◆ **Text segment**:
++++++++++

This will read the first 4000 strings from the file random.data and sort them using all available algorithms. As you can see, the program checks if the algorithm actually worked (Sorted?) and reports how many operations of the underlying MeasuredArray were used in order to perform the sort (Accesses, Mutations). Finally, the program also prints out how long it took to sort the array (Seconds) but that number will vary widely across machines so you can really only use it for relative comparisons on the machine actually running the experiment. It’s hard to use time as an actual benchmark.

Your second task is to add code to PolySort that times how long it takes the Java Collections library to perform a sort.

There are many tools in the Java Collections that store data and implement sorting. We would like you to use Collections.util.ArrayList to store the strings and Collections.sort to sort the strings from the file. It may be helpful to look at the documentation for Collections and ArrayList. Please print out the timing results for sorting using Java collections in the same format as above, with accesses and mutations set to 0, directly after the algorithms you implemented (with no spaces/new lines in between). For example:

  $ java PolySort random.data 4000
  Algorithm            Sorted?  Size         Accesses     Mutations    Seconds

  Null Sort            false    4,000        0            0            0.000007
  Gnome Sort           true     4,000        32,195,307   8,045,828    0.243852
  Selection Sort       true     4,000        24,009,991   7,992        0.252085
  (Your implementations here)

++++++++++

◆ **Raw data**:
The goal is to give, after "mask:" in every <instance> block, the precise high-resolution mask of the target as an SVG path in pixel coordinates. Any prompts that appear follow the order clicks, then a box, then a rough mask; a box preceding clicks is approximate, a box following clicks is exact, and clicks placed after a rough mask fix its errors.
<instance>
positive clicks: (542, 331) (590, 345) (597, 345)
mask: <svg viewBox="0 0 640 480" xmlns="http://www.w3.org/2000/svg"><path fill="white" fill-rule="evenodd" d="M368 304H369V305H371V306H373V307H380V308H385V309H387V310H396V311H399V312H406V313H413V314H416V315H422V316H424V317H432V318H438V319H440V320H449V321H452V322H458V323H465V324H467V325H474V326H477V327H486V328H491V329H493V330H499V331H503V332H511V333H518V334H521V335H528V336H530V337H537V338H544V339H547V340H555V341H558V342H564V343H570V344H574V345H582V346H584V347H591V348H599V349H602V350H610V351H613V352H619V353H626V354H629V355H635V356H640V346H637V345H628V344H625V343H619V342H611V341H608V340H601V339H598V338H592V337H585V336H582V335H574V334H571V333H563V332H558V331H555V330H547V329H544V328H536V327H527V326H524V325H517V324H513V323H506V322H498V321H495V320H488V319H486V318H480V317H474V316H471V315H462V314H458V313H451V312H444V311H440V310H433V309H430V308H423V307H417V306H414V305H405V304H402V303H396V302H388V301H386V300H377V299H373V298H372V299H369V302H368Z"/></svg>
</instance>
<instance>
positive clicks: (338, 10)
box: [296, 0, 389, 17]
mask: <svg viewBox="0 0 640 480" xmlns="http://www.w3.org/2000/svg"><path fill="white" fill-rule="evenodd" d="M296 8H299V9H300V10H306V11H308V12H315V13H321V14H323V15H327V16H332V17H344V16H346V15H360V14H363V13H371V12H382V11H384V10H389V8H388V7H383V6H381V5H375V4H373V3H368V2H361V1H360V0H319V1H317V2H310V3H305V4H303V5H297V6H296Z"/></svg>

++++++++++

◆ **Assigned task**: Carry the PolySort sorting assignment forward from its last line.

◆ **Written answer**:
  Java Collections     true     4,000        0            0            1.234567

The emphasis of this problem is not the coding work. Rather it is on evaluating and comparing the sorting algorithms on different sets of data. We’ve provided three different data sets, and you can vary the command line argument to experiment with different sizes as well.

Discussion

There is an intentional mistake within one of the provided data files. The goal of this assignment is to use the measurements to catch that mistake. If you catch it, please discuss it in your README but avoid posting on Piazza so that other students can make the same connection on their own. You might also want to correct the problem and rerun your tests on that file. Report and discuss all your run results.

In your README file you should describe the series of experiments you ran, what data you collected, and what your conclusions about the relative performance of these algorithms are. Specifically, you should address the following:

  1. Does the actual running time correspond to the asymptotic complexity as you would expect?
  2. What explains the practical differences between these algorithms?
  3. Does it matter what kind of data (random, already sorted in ascending order, sorted in descending order) you are sorting? How should each algorithm behave based on the type of data it receives?
  4. How do your implementations compare to the sorting done by Java Collections? Do you think that the standardized code is just better written than yours or is more asymptoticly efficient? How would you go about determining which is the case?

If you are using markdown formatting in your README, and are including data in table format, please make sure that it is still readable in ascii as the graders will not have a markdown-rendered view.

Hints

Part C: Analysis of Selection Sort

Your final task for this assignment is to analyze the following descending selection sort algorithm mathematically (without running it) in detail (without using O-notation).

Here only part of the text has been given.